── Data for this exercise ──

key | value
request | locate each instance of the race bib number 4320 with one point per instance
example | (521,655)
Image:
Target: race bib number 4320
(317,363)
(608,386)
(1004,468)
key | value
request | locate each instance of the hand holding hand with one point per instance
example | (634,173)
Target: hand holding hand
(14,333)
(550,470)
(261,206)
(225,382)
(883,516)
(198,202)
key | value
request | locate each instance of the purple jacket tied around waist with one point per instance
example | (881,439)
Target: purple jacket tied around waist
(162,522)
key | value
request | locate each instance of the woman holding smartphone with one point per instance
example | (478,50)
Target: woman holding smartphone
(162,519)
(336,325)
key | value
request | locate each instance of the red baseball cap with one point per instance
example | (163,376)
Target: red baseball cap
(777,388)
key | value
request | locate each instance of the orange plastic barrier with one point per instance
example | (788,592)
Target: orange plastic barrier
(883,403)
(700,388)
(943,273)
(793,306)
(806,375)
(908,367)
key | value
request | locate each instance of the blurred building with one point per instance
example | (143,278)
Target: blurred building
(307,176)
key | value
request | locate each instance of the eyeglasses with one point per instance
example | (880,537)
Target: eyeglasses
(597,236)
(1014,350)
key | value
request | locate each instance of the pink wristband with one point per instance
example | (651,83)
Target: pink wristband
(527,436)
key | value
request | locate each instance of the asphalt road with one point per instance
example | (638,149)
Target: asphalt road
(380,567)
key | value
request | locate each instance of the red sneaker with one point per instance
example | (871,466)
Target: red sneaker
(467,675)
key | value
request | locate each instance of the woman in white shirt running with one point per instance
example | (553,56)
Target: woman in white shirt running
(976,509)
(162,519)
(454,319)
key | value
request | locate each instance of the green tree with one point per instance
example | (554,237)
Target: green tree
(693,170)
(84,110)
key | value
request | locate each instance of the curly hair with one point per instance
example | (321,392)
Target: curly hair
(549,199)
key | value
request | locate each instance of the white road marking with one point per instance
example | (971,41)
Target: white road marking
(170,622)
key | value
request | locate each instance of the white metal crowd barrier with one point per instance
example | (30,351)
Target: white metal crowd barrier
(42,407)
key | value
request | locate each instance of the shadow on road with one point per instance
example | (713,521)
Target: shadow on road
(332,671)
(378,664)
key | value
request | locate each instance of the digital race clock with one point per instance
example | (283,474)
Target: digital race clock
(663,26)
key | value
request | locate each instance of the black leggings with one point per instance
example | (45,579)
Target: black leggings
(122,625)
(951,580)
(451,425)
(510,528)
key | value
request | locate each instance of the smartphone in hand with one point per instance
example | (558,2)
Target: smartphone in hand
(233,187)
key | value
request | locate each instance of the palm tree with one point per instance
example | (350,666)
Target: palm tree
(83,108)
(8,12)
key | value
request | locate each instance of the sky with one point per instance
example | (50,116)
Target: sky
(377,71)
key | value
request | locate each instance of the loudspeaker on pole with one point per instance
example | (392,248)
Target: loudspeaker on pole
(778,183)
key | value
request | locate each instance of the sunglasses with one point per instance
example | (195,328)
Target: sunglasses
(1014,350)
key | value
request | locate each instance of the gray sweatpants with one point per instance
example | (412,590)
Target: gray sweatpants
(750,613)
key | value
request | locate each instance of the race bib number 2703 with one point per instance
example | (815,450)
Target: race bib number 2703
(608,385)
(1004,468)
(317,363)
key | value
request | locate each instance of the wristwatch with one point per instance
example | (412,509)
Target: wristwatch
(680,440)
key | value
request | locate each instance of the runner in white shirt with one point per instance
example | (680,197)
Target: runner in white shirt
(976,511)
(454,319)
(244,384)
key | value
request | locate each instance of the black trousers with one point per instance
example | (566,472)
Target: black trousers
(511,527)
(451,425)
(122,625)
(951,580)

───

→ Task to carry out:
The reply should consist solely of the lines above from the one that has "Target: red sneaker" through the one that has "example | (554,237)", reproduced exactly.

→ Written solution:
Target: red sneaker
(467,675)
key | value
request | locate each instance of the woman in white shirt running with one point per instance
example | (553,56)
Target: woman in white shirt running
(976,509)
(162,519)
(454,319)
key | value
request | locate each instance of the green tree with one point per instance
example | (554,237)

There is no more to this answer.